## AIM:
How many lines of the records below contain the string "utility"? Matching is case-sensitive, and the reply should be only the number.

========================================

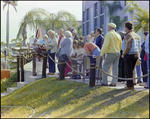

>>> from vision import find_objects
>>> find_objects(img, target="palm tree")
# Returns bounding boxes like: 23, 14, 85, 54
42, 11, 77, 31
111, 16, 127, 30
76, 24, 82, 36
16, 8, 46, 46
3, 1, 17, 48
133, 8, 149, 33
16, 8, 77, 46
124, 1, 139, 22
102, 1, 123, 22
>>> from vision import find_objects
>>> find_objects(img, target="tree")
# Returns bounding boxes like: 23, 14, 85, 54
1, 41, 5, 45
133, 8, 149, 33
102, 1, 123, 22
111, 16, 127, 30
16, 8, 46, 46
124, 1, 139, 22
42, 11, 77, 31
3, 1, 17, 48
76, 25, 82, 36
16, 8, 77, 46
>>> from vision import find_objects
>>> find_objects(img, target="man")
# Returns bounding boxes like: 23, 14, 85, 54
90, 31, 94, 43
122, 21, 141, 90
144, 34, 150, 89
56, 28, 66, 57
96, 28, 104, 49
93, 31, 97, 44
100, 23, 122, 86
139, 31, 148, 86
71, 29, 79, 41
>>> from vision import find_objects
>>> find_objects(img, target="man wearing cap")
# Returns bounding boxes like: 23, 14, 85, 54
71, 29, 79, 40
100, 23, 122, 86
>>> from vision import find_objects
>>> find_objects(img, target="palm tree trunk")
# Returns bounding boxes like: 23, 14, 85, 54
22, 25, 27, 47
6, 4, 9, 48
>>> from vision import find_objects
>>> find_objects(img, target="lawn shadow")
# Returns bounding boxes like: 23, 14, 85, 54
106, 94, 149, 118
58, 89, 142, 118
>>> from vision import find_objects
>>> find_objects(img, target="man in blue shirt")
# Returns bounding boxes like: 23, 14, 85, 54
95, 28, 104, 79
144, 34, 150, 89
96, 28, 104, 49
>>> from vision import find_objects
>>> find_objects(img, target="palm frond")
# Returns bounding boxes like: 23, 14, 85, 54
3, 3, 7, 10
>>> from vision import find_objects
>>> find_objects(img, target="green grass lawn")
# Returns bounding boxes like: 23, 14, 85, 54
1, 78, 149, 118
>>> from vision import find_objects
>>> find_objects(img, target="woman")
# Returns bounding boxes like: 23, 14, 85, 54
139, 31, 148, 86
86, 34, 91, 42
46, 30, 57, 75
118, 31, 126, 82
84, 42, 100, 56
58, 31, 73, 78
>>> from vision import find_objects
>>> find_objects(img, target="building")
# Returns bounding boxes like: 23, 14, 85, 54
82, 0, 149, 42
41, 21, 82, 36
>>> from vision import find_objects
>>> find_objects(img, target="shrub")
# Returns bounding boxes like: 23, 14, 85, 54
1, 73, 17, 93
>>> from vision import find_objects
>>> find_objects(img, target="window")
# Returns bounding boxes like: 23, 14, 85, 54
94, 3, 98, 17
100, 15, 104, 30
82, 24, 84, 36
86, 8, 89, 20
100, 1, 104, 14
94, 18, 98, 30
82, 11, 85, 22
124, 16, 128, 21
86, 22, 89, 34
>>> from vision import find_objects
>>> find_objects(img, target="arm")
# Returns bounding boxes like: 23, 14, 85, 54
60, 39, 67, 47
100, 34, 110, 56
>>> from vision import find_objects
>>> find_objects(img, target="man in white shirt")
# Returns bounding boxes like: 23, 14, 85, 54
144, 34, 150, 89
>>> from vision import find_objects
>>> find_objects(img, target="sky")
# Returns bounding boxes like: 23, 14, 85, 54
1, 1, 82, 43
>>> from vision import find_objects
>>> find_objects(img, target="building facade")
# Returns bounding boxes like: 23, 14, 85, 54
82, 0, 149, 42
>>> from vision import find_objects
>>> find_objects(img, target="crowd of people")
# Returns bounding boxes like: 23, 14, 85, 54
33, 21, 149, 89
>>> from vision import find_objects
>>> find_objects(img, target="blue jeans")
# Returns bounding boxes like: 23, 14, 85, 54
141, 58, 147, 83
136, 64, 142, 82
48, 50, 55, 73
146, 53, 149, 88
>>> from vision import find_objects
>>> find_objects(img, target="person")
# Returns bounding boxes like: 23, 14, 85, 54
56, 28, 66, 58
139, 32, 148, 86
96, 28, 104, 49
71, 29, 79, 40
93, 31, 97, 44
79, 36, 84, 41
46, 30, 57, 75
84, 42, 100, 56
32, 38, 37, 52
70, 40, 82, 79
58, 30, 73, 78
90, 31, 95, 43
86, 34, 91, 42
144, 34, 150, 89
122, 21, 141, 90
54, 33, 59, 42
100, 23, 122, 86
118, 31, 126, 82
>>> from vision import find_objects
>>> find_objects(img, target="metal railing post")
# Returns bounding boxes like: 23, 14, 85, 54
42, 51, 48, 78
21, 55, 24, 82
33, 52, 37, 76
60, 59, 66, 80
17, 55, 20, 82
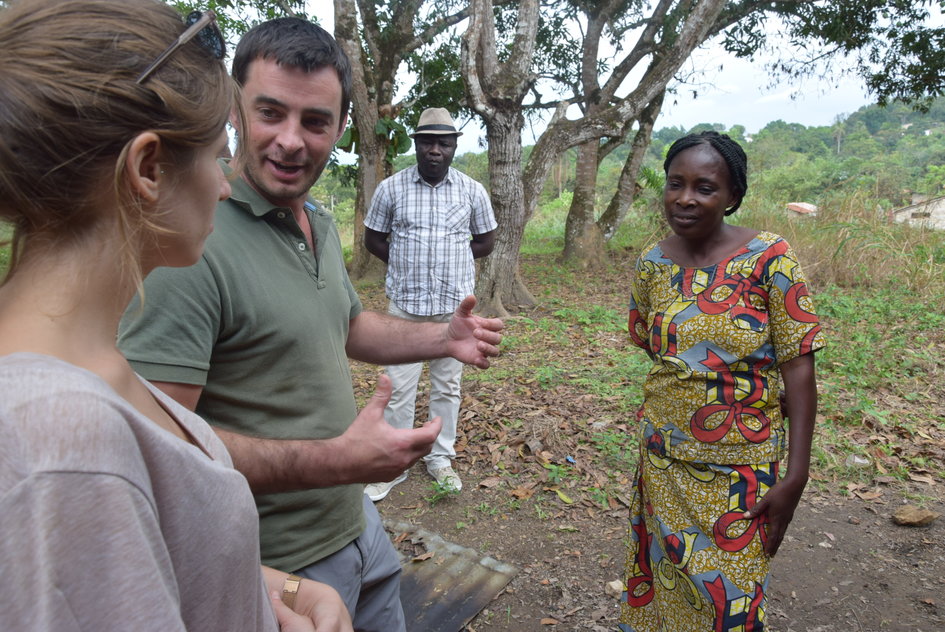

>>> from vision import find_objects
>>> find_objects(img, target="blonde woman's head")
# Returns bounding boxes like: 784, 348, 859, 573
0, 0, 234, 282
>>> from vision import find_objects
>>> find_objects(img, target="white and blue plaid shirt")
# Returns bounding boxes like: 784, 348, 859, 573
364, 166, 497, 316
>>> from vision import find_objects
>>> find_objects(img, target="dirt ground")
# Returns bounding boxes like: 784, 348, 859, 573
378, 462, 945, 632
353, 258, 945, 632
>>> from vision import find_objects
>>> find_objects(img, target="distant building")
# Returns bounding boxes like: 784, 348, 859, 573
892, 195, 945, 230
786, 202, 817, 218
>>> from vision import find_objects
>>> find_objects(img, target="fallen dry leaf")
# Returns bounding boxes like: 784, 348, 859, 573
909, 472, 935, 485
892, 505, 939, 527
479, 476, 502, 489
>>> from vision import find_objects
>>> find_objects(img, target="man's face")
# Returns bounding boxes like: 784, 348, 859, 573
414, 134, 456, 184
239, 59, 347, 206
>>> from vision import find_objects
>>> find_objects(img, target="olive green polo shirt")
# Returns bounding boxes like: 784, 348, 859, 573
119, 170, 364, 571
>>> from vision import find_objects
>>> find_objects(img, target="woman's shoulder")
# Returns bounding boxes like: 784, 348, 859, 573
0, 354, 154, 488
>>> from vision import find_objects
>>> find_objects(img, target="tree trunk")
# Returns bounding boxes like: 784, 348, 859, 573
561, 139, 607, 268
348, 144, 392, 281
597, 94, 663, 243
476, 108, 535, 317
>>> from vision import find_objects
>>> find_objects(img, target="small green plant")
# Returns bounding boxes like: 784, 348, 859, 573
476, 501, 499, 516
542, 463, 571, 485
426, 481, 459, 507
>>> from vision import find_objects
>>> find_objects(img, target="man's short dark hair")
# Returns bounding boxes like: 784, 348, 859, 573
233, 17, 351, 124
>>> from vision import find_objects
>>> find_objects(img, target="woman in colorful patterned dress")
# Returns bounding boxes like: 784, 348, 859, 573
620, 132, 824, 632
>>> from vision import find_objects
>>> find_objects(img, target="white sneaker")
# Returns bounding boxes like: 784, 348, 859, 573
364, 472, 407, 502
427, 465, 463, 492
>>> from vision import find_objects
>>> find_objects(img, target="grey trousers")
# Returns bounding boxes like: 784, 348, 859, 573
295, 496, 406, 632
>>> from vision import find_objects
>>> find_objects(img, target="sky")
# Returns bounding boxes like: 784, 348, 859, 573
308, 0, 872, 154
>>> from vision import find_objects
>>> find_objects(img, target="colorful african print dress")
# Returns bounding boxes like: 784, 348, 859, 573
620, 232, 825, 632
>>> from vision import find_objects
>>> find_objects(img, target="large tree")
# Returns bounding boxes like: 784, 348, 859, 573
462, 0, 945, 314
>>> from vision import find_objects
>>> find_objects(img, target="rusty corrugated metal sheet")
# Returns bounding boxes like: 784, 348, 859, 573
384, 520, 518, 632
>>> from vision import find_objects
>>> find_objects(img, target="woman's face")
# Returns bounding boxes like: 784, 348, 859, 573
663, 144, 737, 241
156, 130, 230, 267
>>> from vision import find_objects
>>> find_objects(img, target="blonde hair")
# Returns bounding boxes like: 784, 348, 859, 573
0, 0, 235, 285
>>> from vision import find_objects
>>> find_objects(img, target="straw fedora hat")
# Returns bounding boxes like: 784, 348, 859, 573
410, 108, 463, 138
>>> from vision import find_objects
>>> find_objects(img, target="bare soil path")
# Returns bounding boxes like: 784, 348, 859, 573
353, 256, 945, 632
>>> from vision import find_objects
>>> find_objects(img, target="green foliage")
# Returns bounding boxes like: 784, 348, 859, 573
426, 481, 459, 507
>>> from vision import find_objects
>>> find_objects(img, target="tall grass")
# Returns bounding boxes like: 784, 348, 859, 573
733, 193, 945, 311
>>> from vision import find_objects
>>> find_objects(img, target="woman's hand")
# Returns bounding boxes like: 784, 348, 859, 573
745, 473, 807, 557
262, 566, 354, 632
745, 353, 817, 557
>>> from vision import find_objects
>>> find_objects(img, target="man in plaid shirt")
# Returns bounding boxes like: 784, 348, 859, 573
364, 108, 496, 502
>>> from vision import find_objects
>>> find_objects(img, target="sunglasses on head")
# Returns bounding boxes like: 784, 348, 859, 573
135, 11, 226, 85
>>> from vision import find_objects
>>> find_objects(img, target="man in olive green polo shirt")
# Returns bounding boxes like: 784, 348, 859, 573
119, 18, 502, 632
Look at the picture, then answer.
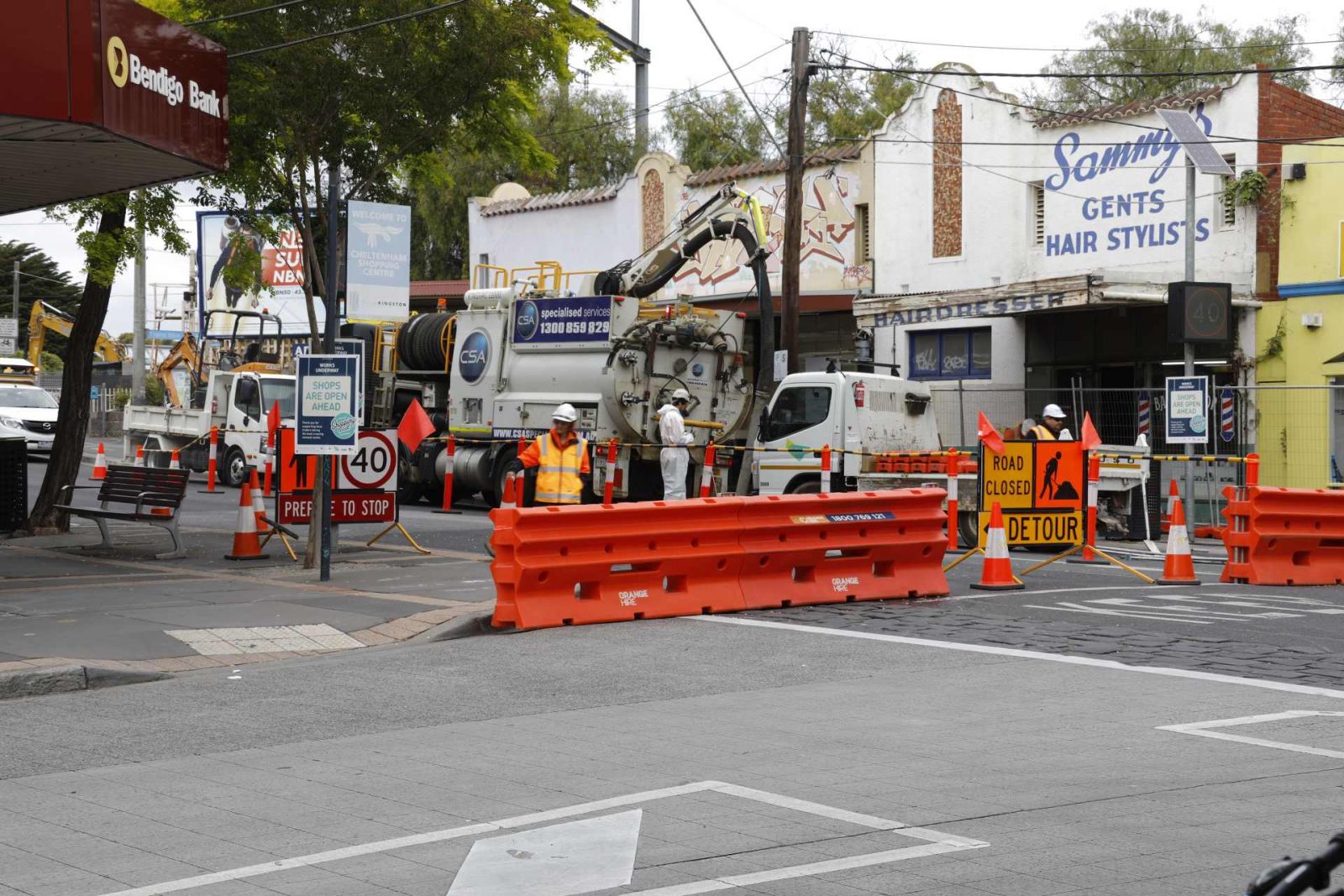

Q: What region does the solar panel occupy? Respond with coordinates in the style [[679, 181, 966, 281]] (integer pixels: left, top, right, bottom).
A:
[[1158, 109, 1235, 177]]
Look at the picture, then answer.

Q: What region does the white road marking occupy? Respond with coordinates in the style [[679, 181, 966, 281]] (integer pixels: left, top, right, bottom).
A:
[[448, 809, 643, 896], [1158, 710, 1344, 759], [685, 616, 1344, 700], [92, 778, 990, 896]]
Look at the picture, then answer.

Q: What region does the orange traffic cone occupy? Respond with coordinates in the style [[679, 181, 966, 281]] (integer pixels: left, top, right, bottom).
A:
[[1158, 498, 1199, 585], [970, 501, 1026, 591], [251, 468, 267, 533], [89, 442, 108, 482], [224, 482, 267, 560]]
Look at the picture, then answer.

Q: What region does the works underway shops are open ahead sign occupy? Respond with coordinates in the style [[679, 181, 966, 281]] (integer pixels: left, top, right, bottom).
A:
[[979, 442, 1087, 547]]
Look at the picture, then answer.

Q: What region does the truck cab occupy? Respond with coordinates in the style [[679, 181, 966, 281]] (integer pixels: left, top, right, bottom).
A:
[[754, 372, 939, 495]]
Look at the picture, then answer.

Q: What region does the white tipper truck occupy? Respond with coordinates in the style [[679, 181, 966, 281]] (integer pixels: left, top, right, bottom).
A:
[[125, 371, 294, 486], [754, 371, 1149, 544], [415, 186, 769, 504]]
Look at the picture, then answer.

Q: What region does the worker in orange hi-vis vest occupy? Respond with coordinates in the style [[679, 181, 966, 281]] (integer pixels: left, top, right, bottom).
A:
[[509, 403, 593, 504]]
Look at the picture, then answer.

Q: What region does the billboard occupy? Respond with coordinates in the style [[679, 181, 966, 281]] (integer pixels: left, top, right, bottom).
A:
[[345, 199, 412, 321], [197, 211, 325, 336]]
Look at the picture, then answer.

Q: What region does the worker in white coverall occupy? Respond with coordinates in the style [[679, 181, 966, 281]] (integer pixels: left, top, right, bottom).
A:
[[659, 390, 695, 501]]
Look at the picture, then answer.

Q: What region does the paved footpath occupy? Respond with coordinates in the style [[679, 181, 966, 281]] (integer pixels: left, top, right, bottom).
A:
[[0, 616, 1344, 896]]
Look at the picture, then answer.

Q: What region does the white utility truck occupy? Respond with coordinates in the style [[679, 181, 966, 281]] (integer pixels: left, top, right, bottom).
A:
[[754, 371, 1149, 544], [415, 186, 770, 504], [125, 371, 294, 486]]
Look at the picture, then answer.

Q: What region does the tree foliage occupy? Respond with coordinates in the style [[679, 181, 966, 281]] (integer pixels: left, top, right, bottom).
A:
[[659, 87, 784, 170], [0, 240, 82, 359], [406, 83, 634, 280], [179, 0, 612, 326], [801, 36, 919, 149], [1030, 7, 1310, 109], [24, 186, 188, 531]]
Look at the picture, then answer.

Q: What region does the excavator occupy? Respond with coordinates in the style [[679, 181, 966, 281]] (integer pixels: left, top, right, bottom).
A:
[[29, 300, 126, 365], [156, 309, 282, 407]]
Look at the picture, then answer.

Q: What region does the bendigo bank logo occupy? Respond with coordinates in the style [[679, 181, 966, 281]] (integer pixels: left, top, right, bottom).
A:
[[108, 35, 227, 118], [108, 38, 130, 87], [457, 329, 491, 383]]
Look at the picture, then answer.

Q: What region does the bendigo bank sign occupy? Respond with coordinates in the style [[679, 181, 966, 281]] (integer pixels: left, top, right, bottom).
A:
[[99, 0, 228, 170]]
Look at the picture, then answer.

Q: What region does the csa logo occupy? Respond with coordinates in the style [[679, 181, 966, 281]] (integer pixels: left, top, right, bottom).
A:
[[513, 300, 542, 343], [108, 36, 130, 87], [457, 329, 491, 385]]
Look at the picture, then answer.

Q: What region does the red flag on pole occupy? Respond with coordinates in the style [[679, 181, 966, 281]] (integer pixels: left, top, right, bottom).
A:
[[396, 401, 434, 451], [1079, 412, 1100, 451], [266, 401, 280, 445], [976, 411, 1004, 454]]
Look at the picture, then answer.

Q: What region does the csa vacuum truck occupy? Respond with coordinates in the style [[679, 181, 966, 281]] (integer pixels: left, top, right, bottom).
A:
[[414, 186, 769, 505]]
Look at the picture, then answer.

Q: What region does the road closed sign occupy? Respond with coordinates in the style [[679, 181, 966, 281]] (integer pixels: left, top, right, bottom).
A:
[[979, 442, 1087, 547]]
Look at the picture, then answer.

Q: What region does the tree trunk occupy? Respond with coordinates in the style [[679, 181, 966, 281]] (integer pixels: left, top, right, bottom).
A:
[[24, 206, 127, 532]]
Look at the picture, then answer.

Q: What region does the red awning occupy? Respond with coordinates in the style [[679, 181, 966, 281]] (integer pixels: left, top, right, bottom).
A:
[[0, 0, 228, 213]]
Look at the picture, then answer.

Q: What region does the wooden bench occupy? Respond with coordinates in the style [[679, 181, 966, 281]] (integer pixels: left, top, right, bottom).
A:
[[56, 464, 191, 560]]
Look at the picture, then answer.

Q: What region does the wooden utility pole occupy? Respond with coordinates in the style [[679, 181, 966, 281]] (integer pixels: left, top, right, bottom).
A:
[[780, 29, 811, 374]]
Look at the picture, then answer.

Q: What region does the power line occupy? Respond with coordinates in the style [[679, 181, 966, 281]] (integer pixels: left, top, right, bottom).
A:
[[228, 0, 466, 59], [685, 0, 784, 156], [818, 63, 1341, 81], [815, 31, 1340, 54], [186, 0, 307, 25], [533, 40, 789, 139]]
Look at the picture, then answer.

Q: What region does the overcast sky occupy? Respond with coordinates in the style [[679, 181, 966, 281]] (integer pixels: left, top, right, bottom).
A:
[[0, 0, 1340, 334]]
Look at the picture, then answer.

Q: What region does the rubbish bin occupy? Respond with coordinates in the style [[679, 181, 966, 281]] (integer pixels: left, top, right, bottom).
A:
[[0, 439, 29, 532]]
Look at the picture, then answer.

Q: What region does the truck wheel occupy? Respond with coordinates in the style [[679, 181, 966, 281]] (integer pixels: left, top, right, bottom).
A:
[[220, 446, 247, 489], [957, 511, 979, 547], [784, 475, 822, 495]]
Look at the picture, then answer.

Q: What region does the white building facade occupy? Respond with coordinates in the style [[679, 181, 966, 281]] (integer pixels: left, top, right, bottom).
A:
[[855, 65, 1265, 443], [468, 145, 874, 369]]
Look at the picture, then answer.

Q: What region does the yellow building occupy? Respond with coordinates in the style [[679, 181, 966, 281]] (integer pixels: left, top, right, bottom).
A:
[[1255, 139, 1344, 488]]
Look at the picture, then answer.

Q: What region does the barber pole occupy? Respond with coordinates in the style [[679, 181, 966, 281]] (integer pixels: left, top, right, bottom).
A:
[[701, 439, 714, 498], [1138, 390, 1153, 435], [602, 439, 617, 506], [948, 448, 959, 551]]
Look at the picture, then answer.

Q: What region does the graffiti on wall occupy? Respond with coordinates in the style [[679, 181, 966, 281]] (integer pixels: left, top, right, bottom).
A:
[[674, 173, 872, 296]]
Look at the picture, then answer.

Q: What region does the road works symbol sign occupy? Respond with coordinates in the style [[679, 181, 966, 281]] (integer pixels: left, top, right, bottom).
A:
[[979, 442, 1086, 547]]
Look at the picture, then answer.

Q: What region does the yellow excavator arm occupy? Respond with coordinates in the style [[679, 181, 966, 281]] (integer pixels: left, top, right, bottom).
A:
[[29, 301, 126, 365], [156, 333, 200, 407]]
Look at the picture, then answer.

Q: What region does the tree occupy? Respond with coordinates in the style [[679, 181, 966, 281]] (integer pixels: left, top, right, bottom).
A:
[[175, 0, 614, 567], [1028, 8, 1310, 109], [405, 83, 634, 280], [659, 87, 782, 170], [24, 186, 188, 532], [801, 35, 919, 149], [0, 240, 79, 359]]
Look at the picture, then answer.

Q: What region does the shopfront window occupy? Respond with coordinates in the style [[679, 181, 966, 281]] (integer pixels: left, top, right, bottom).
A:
[[910, 333, 990, 380]]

========================================

## ANSWER TO THE PROBLEM:
2